**Short exercise**
Rewrite the entries below as a numbered list, omitting any blank lines.

Source data:
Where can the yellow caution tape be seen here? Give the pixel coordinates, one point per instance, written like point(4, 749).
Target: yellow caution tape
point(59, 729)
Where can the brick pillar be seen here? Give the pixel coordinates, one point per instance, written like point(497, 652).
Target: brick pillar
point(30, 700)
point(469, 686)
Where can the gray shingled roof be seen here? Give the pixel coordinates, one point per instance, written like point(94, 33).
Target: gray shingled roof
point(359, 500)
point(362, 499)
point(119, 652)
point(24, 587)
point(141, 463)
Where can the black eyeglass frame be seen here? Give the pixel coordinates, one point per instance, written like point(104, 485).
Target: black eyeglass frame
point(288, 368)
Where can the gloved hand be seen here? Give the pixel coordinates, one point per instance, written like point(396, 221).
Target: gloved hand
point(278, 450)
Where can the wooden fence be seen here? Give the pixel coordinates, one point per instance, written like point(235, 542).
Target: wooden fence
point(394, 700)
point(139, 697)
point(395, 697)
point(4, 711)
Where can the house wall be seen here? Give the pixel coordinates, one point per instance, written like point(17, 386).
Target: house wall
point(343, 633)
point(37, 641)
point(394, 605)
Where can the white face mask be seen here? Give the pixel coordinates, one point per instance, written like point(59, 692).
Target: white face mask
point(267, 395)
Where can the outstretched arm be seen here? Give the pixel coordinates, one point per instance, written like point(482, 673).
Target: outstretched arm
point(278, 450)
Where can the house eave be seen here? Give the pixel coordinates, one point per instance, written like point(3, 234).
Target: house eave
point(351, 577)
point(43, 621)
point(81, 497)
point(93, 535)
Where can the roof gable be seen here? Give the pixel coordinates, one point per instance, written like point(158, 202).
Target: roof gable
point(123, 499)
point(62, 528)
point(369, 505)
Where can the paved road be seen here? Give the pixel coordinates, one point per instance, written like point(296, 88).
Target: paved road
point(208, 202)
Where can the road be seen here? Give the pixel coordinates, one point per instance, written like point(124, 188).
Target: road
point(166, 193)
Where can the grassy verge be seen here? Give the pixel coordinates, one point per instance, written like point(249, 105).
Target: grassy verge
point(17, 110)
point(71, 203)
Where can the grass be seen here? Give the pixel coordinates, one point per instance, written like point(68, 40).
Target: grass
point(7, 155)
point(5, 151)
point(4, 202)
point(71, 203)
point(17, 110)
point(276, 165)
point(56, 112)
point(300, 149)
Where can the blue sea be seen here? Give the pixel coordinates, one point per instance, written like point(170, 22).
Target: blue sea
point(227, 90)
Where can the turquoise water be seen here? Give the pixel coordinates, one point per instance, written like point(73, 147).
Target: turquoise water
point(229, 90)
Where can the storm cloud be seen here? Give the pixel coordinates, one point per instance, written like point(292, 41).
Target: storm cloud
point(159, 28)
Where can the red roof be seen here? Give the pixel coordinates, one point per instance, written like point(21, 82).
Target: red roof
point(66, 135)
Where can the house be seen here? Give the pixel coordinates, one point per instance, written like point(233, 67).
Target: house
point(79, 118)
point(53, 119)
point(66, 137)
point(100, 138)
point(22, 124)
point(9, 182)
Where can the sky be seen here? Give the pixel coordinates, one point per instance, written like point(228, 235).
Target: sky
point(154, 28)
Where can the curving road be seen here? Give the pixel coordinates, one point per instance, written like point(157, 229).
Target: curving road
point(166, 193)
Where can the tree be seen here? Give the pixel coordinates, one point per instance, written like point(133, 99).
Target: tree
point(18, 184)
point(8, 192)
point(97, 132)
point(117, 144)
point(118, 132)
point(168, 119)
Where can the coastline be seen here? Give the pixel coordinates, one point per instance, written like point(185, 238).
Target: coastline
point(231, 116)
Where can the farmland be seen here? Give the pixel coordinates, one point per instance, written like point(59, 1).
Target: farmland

**The completed task**
1. Where can the yellow caution tape be seen here? Give the pixel coordinates, one point per instance, written like point(4, 749).
2. Target: yellow caution tape
3. point(59, 729)
4. Where can the brick pillar be seen here? Give the pixel coordinates, one point per instance, written like point(497, 652).
5. Target: brick pillar
6. point(30, 700)
7. point(469, 686)
8. Where can the gray shingled roof be seen here? Give the pixel coordinates, one point per instance, written like point(94, 33).
9. Target: gray shingled roof
10. point(359, 500)
11. point(362, 499)
12. point(119, 652)
13. point(24, 587)
14. point(141, 463)
15. Where can the black eyeglass frame be seen here? Give the pixel coordinates, one point per instance, written like point(104, 485).
16. Target: black eyeglass frame
17. point(288, 368)
18. Where can the gloved hand be seen here? Give the pixel coordinates, one point per instance, written like point(396, 221).
19. Target: gloved hand
20. point(278, 450)
21. Where can the wooden fence be seen here? Give the pixel coordinates, one point per instance, written like point(235, 542).
22. Target: wooden fence
23. point(394, 700)
24. point(139, 697)
25. point(395, 697)
26. point(4, 711)
27. Where can the house wall be seen here? Give the pixel coordinates, one point per instance, written like point(17, 386).
28. Target: house wall
29. point(343, 633)
30. point(37, 641)
31. point(394, 605)
32. Where can the white face mask be seen here? Give the pixel coordinates, one point per instance, written like point(59, 692).
33. Target: white face mask
34. point(267, 395)
35. Where can the outstretched arm be seen here? Give the pixel coordinates, one point per instance, written like point(482, 673).
36. Target: outstretched arm
37. point(278, 450)
38. Where can the house eave be seen here? Give the pixel coordinates, one point per instance, written like point(3, 234).
39. Target: house eave
40. point(351, 577)
41. point(43, 621)
42. point(81, 497)
43. point(93, 535)
44. Where can the roof gable be seen here? Give the pixel coordinates, one point per instance, written like point(158, 202).
45. Target: roof gable
46. point(123, 499)
47. point(62, 528)
48. point(369, 505)
49. Where can the paved road be seen here? Give the pixel coordinates, one point per instance, written like point(296, 88).
50. Target: paved road
51. point(208, 202)
52. Where can the road be seen here? Give the pixel coordinates, one point per instance, written like point(124, 188).
53. Target: road
54. point(166, 193)
55. Where can the grassy verge be seen here? Give the pixel coordinates, one point per instance, written like point(249, 105).
56. Target: grassy verge
57. point(17, 110)
58. point(71, 203)
59. Where can the grass be seen here? Give the pixel coordinates, one point per instance, written like point(68, 40).
60. Target: grass
61. point(7, 155)
62. point(5, 151)
63. point(4, 202)
64. point(71, 203)
65. point(17, 110)
66. point(276, 165)
67. point(56, 112)
68. point(300, 149)
69. Where can the blue sea be seen here? Give the pixel coordinates, one point per instance, written like point(170, 22).
70. Target: blue sea
71. point(227, 90)
72. Where can the turquoise water be seen here? Give the pixel coordinates, one point per instance, written like point(73, 147).
73. Target: turquoise water
74. point(229, 90)
75. Where can the storm cloud be seen here? Give the pixel coordinates, one point per instance, written like point(292, 41).
76. Target: storm cloud
77. point(159, 28)
78. Where can the red roof be seen here? Give the pixel coordinates, one point per instance, written like point(21, 82).
79. Target: red roof
80. point(66, 135)
81. Where can the house be seen here? Give the pixel coordinates, one point per instance, written like point(233, 67).
82. Target: house
83. point(79, 118)
84. point(53, 119)
85. point(66, 137)
86. point(100, 138)
87. point(22, 124)
88. point(9, 182)
89. Where can the sky be seen here? Give the pixel coordinates, one point per instance, written like point(228, 235).
90. Target: sky
91. point(154, 28)
92. Where can the curving road be seen here? Give the pixel coordinates, one point per instance, written like point(157, 229).
93. Target: curving road
94. point(166, 193)
95. Where can the tree be seen here? Give the pixel coordinates, one point per instance, written like point(133, 99).
96. Target: tree
97. point(18, 184)
98. point(8, 192)
99. point(97, 132)
100. point(117, 144)
101. point(118, 132)
102. point(168, 119)
103. Where can the coastline be seen here? Give the pixel coordinates, one point per instance, written like point(185, 238).
104. Target: coastline
105. point(231, 116)
106. Where can the farmland be seen here? Give the pixel coordinates, one point per instance, written like point(59, 1).
107. Target: farmland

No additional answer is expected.